**Your instructions**
Reproduce word for word the stretch of the Fermilab FAQ from "6,800 acres, or" through "the land acquired?".

What are the costs of particle physics research?
The Fermilab budget for FY2001 was $277 million, or about 10% above the total value of the contract Alex Rodriguez signed with baseball's Texas Rangers in January 2000. The FY2001 budget for the U.S. Department of Energy's Office of Science, which administers the system of 17 DOE national laboratories (Fermilab and 16 others), was $3.18 billion. That's a lot of money, but here's a comparison: the proposed FY2001 defense funding levels for basic and applied scientific research, development, test and evaluation were $6.02 billion for the U.S. Army; $9.22 billion for the U.S. Navy; and $13.76 billion for the U.S. Air Force, for a total of $29 billion in scientific research for defense. Thus, in FY2001 the total funding for all 17 national laboratories was about 11 percent of the R&D budget for defense. The funding for the entire field of U.S. High-Energy Physics was $726 million; the annual budget for CERN, the European Particle Physics Laboratory in Geneva, Switzerland, was about $617.7 million (converted from 1.1 billion Swiss francs). View URA reports

Does money for basic research represent money well spent?
Many leading economists, including Federal Reserve Board Chairman Alan Greenspan, have pointed to science and technology as the driver for our extended period of economic growth in the U.S. Research can be viewed as an investment in growth; it's certainly big business. In the State of Illinois, for example, four premier research institutions and two national laboratories combined in a recent year for a volume of research of nearly $1.5 billion in federal, state, corporate and foundation funding. The six institutions: Argonne National Laboratory, $460 million; Fermilab, $282 million; the University of Chicago, $219 million; Northwestern University, $214 million; the University of Illinois at Urbana-Champaign, $208 million; the University of Illinois at Chicago, $102 million (figures compiled by the Office of Public Affairs, University of Illinois at Urbana-Champaign).

Questions about physics

Is there a charge for visiting Fermilab?
No.

Tour questions

How far is the lab from train stations?
The Aurora and Geneva train stations both are about 10 miles from the lab.

How much is a cab from the train stations?
Between 15 and 20 dollars.

Is there a bus shuttle?
No.

Can you fish in Fermilab ponds?
Yes. But you need a current Illinois fishing license.

Are there horse trails?
Yes. Maps are available at the site entrances.

Can we walk our dog at Fermilab?
Yes, but please keep your dogs on a leash. There is a designated dog training area where well-trained dogs can run free. Please be aware that the Fermilab site is also home to coyotes.

Can we walk all over the lab?
No, there are some areas that are restricted. Please ask for a map when you enter the site.

Visit our Visiting Fermilab section
Visit our Recreation page

How big is the site?
6,800 acres, or a little bigger than 10 square miles.

When was Fermilab started?
Groundbreaking for the linear accelerator was December 1968.

Who owned the land before the laboratory was built?
Mostly farmers and the people in the small village of Weston.

How was the land acquired?
It was purchased by the State of Illinois and donated to the federal government for particle physics research.

How many people are employed at the Lab?
Approximately 1,750.

How many different languages are spoken at Fermilab?

Can we take pictures?
Yes, there is no secret work carried out at Fermilab. Pictures can be taken anywhere.

What is Fermilab

Who operates Fermilab?
The Fermi Research Alliance. (URA).

What is the purpose of the Laboratory?
We study the nature of matter, energy, space and time. We explore the the worlds inside the atom.

(Point notes for photos)

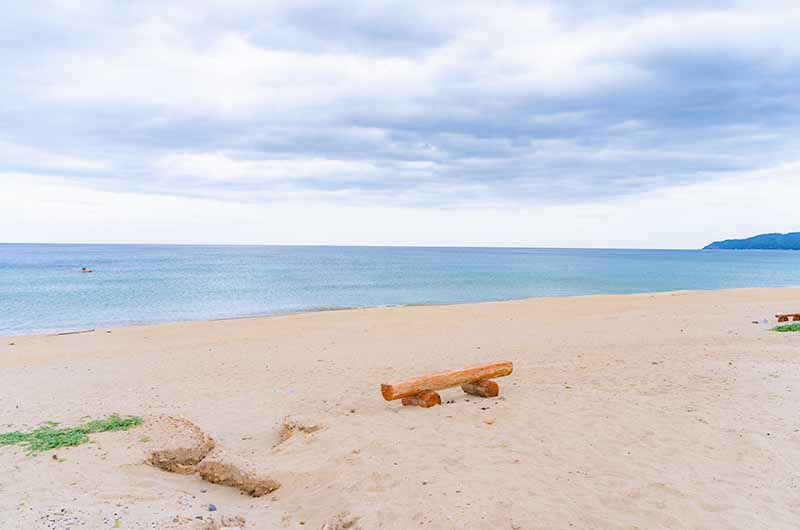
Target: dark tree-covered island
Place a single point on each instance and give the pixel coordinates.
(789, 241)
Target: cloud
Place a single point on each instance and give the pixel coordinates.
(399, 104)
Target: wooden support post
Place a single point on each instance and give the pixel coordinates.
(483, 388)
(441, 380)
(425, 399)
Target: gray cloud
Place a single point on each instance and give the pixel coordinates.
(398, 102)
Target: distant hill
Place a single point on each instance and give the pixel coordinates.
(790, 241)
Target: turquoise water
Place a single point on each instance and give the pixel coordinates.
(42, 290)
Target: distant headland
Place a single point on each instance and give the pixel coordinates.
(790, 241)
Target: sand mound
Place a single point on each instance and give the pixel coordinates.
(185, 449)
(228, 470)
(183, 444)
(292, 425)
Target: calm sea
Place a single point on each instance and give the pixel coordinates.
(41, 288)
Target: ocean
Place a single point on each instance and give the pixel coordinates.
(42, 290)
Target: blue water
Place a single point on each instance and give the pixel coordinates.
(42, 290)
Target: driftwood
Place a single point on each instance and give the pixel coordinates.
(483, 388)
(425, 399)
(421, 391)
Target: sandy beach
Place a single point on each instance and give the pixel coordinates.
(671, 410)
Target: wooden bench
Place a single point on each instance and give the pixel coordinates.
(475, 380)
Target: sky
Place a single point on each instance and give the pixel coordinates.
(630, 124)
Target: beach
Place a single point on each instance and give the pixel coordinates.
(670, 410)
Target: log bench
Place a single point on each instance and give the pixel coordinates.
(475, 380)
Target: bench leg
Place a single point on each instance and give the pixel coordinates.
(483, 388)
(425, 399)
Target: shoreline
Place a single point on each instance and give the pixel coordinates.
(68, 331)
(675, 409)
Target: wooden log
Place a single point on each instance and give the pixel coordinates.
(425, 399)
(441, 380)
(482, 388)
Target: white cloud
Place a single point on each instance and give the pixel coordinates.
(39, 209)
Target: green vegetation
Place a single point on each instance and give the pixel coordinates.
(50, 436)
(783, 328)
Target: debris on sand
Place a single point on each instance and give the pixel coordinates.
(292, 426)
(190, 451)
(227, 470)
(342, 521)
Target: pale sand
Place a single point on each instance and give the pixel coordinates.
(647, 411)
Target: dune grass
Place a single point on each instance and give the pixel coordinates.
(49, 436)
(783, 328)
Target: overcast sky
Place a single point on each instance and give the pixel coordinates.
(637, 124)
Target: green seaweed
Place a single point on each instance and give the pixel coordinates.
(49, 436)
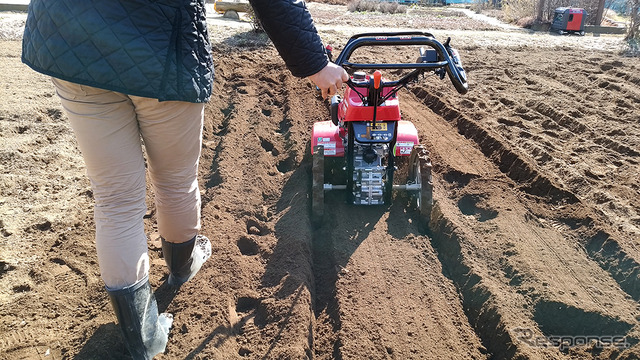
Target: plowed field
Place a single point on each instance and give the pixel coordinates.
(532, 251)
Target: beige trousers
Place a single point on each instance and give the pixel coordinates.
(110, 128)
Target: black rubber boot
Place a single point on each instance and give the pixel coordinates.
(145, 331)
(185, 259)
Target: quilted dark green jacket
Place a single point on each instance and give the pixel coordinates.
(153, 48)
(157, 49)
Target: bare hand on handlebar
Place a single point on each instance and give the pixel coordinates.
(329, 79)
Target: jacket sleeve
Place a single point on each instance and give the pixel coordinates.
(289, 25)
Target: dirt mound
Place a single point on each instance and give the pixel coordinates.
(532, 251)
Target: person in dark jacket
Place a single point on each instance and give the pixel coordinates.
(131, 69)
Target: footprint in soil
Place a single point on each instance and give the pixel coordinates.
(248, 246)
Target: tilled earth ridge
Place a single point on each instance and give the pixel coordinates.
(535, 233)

**The response**
6,800 acres, or a little bigger than 10 square miles.

When was Fermilab started?
Groundbreaking for the linear accelerator was December 1968.

Who owned the land before the laboratory was built?
Mostly farmers and the people in the small village of Weston.

How was the land acquired?